# [Problem requirements]
Write the next part of the passage on Mahler's songs, early symphonies and summer composing hut, picking up right after its final sentence.

# [Document extract]
○ ○ ○ ○ ○ ○ ○
While writing the 1st, Mahler also composed his first major song cycle: Lieder Eines Fahrenden Gesellen, or Songs of a Wayfarer, inspired by the lure of nature. He integrated some of this music into his 1st Symphony.
Isn't it a beautiful world?
"The relationship of this to the 1st Symphony is obvious. The themes are wandering in and out. I think that it was his first major work and first germination of a major thought process, where bounding from song to symphony, and symphony to song starts its gestation."
The Gesellen Lieder were inspired by an anthology of folk texts - Des Knaben Wunderhorn, or Youth's Magic Horn - which Mahler had known since childhood. They encapsulate many of the experiences of Mahler's early life, and he used the text in his next three symphonies.
"These poems captured his imagination. They were full of whimsical and fairy-tale charm, and a grim irony which Mahler immediately latched on to. These songs are an enormous influence on his early symphonies, and they formed an emotional climacteric of these pieces. Anyone who cannot sing this song can whistle it! Yes!"
Mahler had developed a fantastic reputation as a conductor, but gained notoriety for insisting on long rehearsals to achieve perfection. He had to leave Budapest because of nationalist intrigues, and secured a post at the Hamburg Opera as Music Director. Mahler decided to devote his summer holidays entirely to composing. The stunning scenery at Steinbach by the Attersee in Austria was the perfect spot to stimulate his creativity. So it was here in 1891 , at the age of 30, that he built his first composing hut.
"The result of these summers of the Hamburg period, are the two biggest symphonies he composed - the 2nd and the 3rd - and these were composed largely in Steinbach am Attersee, where he was able to find the peace and quiet to compose what he called "symphonic universes""
In his 2nd Symphony he tried to come to terms with his religious convictions. An agnostic, he struggled with notions of immortality and salvation. He expanded these ideas in the 3rd and 4th to celebrate all creation.
"This hut here in Steinbach is the first one that Mahler had built for his summer composing. He composed two or three of the Knaben Wunderhorn songs here, and also worked on the 2nd and 3rd Symphonies. It's a fantastic place. To think - out of this hut comes this incredible natural universe that explodes into the 2nd Symphony."
○ ○ ○ ○ ○ ○ ○
# [Dataset]
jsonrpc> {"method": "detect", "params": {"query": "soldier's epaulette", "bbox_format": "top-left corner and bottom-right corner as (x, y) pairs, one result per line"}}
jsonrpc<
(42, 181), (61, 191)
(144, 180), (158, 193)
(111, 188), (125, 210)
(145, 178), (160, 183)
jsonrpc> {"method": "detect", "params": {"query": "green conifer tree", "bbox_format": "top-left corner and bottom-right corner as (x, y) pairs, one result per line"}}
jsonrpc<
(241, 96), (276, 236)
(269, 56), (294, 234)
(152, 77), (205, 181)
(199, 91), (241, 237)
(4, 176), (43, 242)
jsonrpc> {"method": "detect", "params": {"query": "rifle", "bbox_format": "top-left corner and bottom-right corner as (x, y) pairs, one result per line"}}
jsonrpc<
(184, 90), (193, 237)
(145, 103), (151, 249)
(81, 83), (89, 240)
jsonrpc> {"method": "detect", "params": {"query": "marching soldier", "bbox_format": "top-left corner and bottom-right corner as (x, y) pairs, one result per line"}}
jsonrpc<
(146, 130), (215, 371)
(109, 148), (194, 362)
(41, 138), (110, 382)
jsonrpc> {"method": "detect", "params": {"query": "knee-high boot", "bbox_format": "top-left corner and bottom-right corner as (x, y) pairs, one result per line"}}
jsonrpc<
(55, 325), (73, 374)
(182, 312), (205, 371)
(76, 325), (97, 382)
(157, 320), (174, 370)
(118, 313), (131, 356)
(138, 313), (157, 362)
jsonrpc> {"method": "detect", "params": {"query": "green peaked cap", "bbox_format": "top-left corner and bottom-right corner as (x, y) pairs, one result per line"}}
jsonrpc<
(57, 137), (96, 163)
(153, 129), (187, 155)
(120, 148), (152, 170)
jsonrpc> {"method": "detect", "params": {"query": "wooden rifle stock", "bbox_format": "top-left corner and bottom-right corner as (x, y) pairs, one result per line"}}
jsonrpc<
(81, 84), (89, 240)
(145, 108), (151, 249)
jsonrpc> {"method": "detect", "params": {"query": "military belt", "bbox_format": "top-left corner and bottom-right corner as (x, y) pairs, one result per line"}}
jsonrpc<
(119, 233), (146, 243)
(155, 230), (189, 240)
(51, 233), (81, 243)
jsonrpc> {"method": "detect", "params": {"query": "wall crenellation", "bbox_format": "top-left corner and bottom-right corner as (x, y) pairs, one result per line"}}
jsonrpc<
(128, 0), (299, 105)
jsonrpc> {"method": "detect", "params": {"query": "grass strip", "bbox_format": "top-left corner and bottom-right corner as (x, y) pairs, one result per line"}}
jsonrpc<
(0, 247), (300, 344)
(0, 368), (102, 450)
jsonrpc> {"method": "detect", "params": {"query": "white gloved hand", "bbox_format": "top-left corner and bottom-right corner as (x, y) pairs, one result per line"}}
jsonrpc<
○ ○ ○ ○ ○ ○ ○
# [Exercise output]
"The 2nd Symphony turned symphonic composition on its head. It came off the 1st in the sense that the hero of the 1 st Symphony, the Titan of the 1 st Symphony was being borne to his grave, amidst all kinds of questions about why he had lived. And, of course, the hero was Mahler himself. What was the meaning of life? Would it be revealed in death? Was it all some kind of joke? All these inner uncertainties which he was wrestled with all his life. The agnostic in him really came to the surface."
"Mahler's music is incredibly emotionally charged in so many different ways, Not just in a sad way, but also in a fantastically beautiful, hopeful way. When I sing Mahler's music or even just learn a piece. I haven't done before. I go through a whole emotional period of discovering. He finds true beauty, which is that ugliness is sometimes beautiful in its reality. And even his key relationships - he sometimes never returns to a key. But that's like life, it evolves, and his motifs that he works with in symphonies and songs, they evolve. That's what he said himself. It's nature."
Man languishes in great need! Man languishes in great pain! I wouId rather be in heaven!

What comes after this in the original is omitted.